Exercise brief
Format the entries below as a JSON list of strings, one string per line, leaving out any blank lines.

======== Records for this exercise ========

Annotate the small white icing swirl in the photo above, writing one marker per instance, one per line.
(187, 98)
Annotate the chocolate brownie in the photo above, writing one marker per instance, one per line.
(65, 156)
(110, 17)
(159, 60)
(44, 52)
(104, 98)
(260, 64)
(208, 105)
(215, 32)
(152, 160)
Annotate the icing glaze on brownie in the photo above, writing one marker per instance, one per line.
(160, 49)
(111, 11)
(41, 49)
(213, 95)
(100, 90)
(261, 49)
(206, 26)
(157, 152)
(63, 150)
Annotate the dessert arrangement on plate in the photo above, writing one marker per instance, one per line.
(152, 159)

========

Solution for this exercise
[
  "Annotate the small white icing swirl in the photo above, writing one marker per instance, one per line.",
  "(187, 98)",
  "Annotate the chocolate brownie in the photo above, writing one marker per instance, one per line.",
  "(65, 156)",
  "(110, 17)",
  "(159, 60)",
  "(44, 52)",
  "(104, 98)",
  "(260, 64)",
  "(208, 105)",
  "(215, 32)",
  "(152, 160)",
  "Annotate the icing glaze on brownie in the photo above, writing one marker per instance, one per line.",
  "(160, 49)",
  "(111, 11)",
  "(41, 49)",
  "(213, 95)",
  "(100, 90)",
  "(261, 49)",
  "(206, 26)",
  "(157, 152)",
  "(63, 150)",
  "Annotate the dessert arrangement on plate in the photo above, writing one marker per instance, one per line.",
  "(152, 159)"
]